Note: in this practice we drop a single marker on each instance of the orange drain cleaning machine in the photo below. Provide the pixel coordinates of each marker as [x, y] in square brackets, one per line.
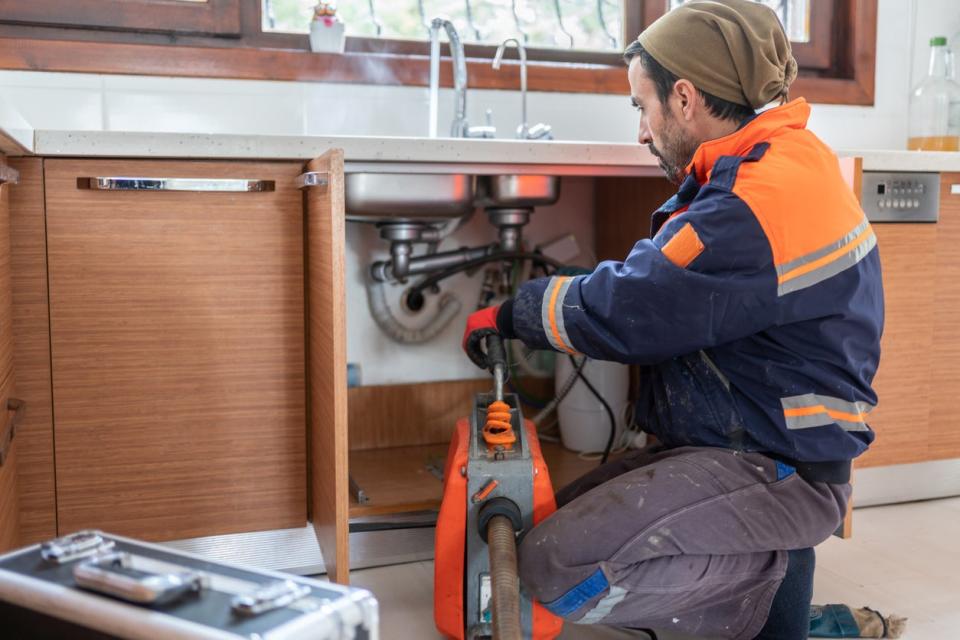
[495, 487]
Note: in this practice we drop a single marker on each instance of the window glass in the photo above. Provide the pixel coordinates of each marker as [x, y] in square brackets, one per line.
[573, 24]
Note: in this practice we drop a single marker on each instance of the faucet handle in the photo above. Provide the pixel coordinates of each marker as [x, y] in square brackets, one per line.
[539, 131]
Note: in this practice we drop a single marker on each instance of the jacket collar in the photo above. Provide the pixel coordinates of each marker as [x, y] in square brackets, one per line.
[761, 128]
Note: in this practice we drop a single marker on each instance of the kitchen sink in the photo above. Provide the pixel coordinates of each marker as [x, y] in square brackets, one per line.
[408, 197]
[517, 191]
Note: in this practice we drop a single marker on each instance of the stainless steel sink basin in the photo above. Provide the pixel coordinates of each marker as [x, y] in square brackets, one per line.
[408, 197]
[517, 191]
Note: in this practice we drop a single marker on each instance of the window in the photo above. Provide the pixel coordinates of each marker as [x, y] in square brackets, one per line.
[573, 45]
[557, 24]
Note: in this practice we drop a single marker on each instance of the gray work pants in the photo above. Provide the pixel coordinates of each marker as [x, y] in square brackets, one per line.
[692, 539]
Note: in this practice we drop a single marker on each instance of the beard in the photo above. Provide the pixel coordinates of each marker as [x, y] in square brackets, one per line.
[676, 152]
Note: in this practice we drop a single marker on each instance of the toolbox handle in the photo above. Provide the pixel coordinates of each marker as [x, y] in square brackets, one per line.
[269, 597]
[113, 574]
[74, 546]
[10, 429]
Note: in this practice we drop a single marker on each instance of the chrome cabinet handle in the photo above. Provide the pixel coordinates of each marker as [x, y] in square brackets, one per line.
[10, 429]
[312, 179]
[9, 175]
[114, 574]
[219, 185]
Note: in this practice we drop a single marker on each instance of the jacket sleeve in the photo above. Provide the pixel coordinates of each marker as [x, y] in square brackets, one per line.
[707, 278]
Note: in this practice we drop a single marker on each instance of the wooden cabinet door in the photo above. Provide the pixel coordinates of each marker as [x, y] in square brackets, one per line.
[903, 382]
[9, 508]
[944, 420]
[326, 299]
[177, 348]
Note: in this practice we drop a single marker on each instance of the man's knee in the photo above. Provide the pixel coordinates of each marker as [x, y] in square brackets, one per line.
[548, 577]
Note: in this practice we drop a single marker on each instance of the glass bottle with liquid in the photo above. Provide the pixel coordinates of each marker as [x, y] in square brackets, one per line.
[934, 123]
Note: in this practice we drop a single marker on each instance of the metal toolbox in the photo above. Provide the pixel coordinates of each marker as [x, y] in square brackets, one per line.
[95, 585]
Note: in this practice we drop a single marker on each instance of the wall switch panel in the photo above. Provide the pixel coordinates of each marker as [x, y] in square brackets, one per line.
[901, 196]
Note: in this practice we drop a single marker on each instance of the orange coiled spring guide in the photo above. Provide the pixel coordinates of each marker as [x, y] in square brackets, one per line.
[498, 431]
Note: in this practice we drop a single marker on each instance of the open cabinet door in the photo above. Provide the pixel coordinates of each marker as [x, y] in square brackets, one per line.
[327, 360]
[9, 509]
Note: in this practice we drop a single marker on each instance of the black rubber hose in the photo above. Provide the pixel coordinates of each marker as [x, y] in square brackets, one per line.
[596, 394]
[415, 292]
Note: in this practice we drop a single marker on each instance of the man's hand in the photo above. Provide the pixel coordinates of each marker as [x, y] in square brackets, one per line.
[480, 324]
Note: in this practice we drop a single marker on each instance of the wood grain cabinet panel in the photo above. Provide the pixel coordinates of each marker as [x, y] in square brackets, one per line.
[903, 384]
[177, 345]
[31, 352]
[944, 434]
[9, 508]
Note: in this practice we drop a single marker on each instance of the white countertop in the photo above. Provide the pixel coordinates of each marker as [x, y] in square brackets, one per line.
[359, 151]
[365, 152]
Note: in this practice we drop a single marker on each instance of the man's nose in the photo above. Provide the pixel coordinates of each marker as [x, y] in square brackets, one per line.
[644, 136]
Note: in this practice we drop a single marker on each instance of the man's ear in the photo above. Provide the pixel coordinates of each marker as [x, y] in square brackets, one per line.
[687, 96]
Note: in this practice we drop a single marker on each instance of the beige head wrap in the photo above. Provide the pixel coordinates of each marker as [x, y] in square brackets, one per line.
[733, 49]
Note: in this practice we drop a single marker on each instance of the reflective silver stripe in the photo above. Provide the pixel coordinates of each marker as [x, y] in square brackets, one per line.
[713, 367]
[823, 418]
[604, 606]
[831, 269]
[558, 315]
[823, 251]
[545, 311]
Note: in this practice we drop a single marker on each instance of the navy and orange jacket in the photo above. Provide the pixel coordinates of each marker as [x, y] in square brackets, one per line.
[756, 308]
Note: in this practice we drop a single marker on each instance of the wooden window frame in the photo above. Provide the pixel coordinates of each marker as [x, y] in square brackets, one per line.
[210, 17]
[842, 73]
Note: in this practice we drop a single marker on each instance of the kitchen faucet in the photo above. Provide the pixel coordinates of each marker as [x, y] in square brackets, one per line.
[524, 132]
[459, 128]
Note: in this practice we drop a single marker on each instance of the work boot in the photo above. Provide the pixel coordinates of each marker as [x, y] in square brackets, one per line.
[789, 617]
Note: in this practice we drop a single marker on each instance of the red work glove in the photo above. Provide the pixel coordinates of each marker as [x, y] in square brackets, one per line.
[480, 324]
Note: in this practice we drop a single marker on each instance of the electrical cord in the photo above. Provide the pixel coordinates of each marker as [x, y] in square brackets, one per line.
[596, 394]
[567, 386]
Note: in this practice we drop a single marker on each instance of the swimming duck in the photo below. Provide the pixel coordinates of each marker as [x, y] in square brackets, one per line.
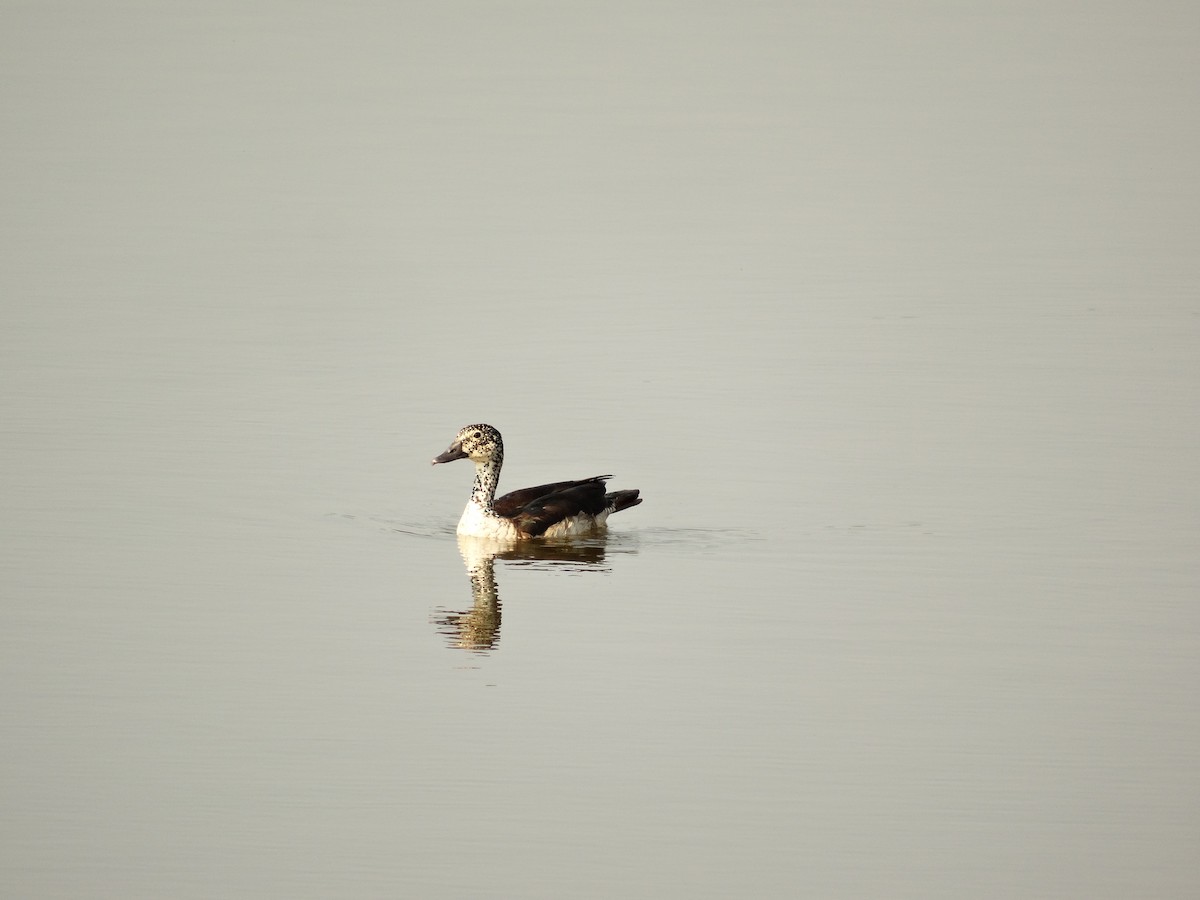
[555, 510]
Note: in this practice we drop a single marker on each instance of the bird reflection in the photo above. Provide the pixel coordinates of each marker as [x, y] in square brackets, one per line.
[479, 628]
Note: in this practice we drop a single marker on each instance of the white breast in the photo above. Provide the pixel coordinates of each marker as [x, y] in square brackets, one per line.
[478, 523]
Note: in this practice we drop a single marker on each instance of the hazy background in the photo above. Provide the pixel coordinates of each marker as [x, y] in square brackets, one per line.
[891, 311]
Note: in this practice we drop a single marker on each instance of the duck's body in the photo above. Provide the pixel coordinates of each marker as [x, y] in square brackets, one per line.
[555, 510]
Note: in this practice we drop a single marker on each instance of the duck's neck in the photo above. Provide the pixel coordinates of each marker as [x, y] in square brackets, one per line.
[487, 475]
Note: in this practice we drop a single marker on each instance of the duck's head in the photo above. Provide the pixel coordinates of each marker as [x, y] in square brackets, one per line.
[478, 443]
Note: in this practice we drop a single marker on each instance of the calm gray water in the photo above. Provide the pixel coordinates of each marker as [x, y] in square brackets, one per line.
[891, 311]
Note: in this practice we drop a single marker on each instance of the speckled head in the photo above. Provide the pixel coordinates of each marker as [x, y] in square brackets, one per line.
[478, 443]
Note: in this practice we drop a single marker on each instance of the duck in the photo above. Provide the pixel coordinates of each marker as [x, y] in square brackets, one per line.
[559, 509]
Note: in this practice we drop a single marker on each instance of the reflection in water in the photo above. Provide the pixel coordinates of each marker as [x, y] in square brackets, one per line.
[479, 628]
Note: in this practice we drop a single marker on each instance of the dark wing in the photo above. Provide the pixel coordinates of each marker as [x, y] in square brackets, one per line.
[549, 504]
[513, 503]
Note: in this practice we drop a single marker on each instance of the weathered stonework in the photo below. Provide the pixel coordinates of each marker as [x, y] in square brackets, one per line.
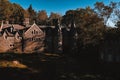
[22, 40]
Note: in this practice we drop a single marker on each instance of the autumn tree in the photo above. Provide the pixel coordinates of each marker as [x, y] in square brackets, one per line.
[89, 25]
[104, 11]
[32, 14]
[42, 17]
[5, 9]
[117, 14]
[17, 15]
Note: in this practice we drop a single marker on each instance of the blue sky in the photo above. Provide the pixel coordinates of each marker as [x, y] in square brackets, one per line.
[58, 6]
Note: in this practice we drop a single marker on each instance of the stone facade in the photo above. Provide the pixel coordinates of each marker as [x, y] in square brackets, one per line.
[34, 38]
[21, 39]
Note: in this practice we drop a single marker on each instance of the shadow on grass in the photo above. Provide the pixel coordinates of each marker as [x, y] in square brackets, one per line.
[36, 69]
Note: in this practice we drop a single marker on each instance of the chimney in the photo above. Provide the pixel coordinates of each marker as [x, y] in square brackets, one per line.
[26, 21]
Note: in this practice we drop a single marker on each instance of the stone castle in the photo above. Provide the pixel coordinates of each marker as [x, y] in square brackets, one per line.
[36, 38]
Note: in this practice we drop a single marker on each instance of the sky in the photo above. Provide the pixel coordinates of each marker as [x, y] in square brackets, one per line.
[58, 6]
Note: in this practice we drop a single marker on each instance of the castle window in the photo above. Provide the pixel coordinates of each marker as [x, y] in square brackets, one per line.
[11, 45]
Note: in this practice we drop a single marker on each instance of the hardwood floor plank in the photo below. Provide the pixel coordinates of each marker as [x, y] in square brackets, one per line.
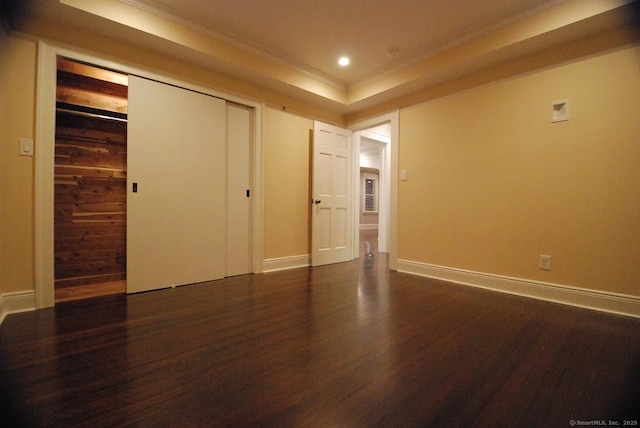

________________________

Your instructions -> Nothing but the lines from the line containing "the stone facade" through the last line of the records above is to be extracted, exactly and with no pictures.

Response to this exercise ->
Note: in this practice we drop a single marker on each instance of the stone facade in the photo above. Provide the pixel coordinates of each marker as [x, y] in square brackets, one per line.
[34, 38]
[21, 39]
Note: in this practice we drop a single marker on each instance of the shadow on grass in the photo above. Provide the pixel coordinates of each marker as [x, y] in square brackets, one per line.
[36, 69]
Note: in this practice we drop a single marker on each instance of the chimney in the photo above. Provide the pixel coordinates of each marker as [x, y] in square brackets, one per line.
[26, 21]
Note: in this practice we drop a single marker on each instance of the stone castle in the photo above. Provide the pixel coordinates of each marker as [x, y] in square brackets, one per line.
[36, 38]
Note: in this practice we drop a single marker on each instance of the sky in the photo above. Provide the pixel coordinates of each marker as [x, y] in square brackets, one per line.
[58, 6]
Note: in this practice we drop a single marker on each instance of the castle window in the photo above. Provide the pixel coordinates of each marker as [x, y] in square brackets, one per line.
[11, 45]
Note: in this practice we drop a single marker on each instance of the hardwood floor plank in the photo below. Provide the pixel coordinates of each marker as [x, y] in square brackets, one per line.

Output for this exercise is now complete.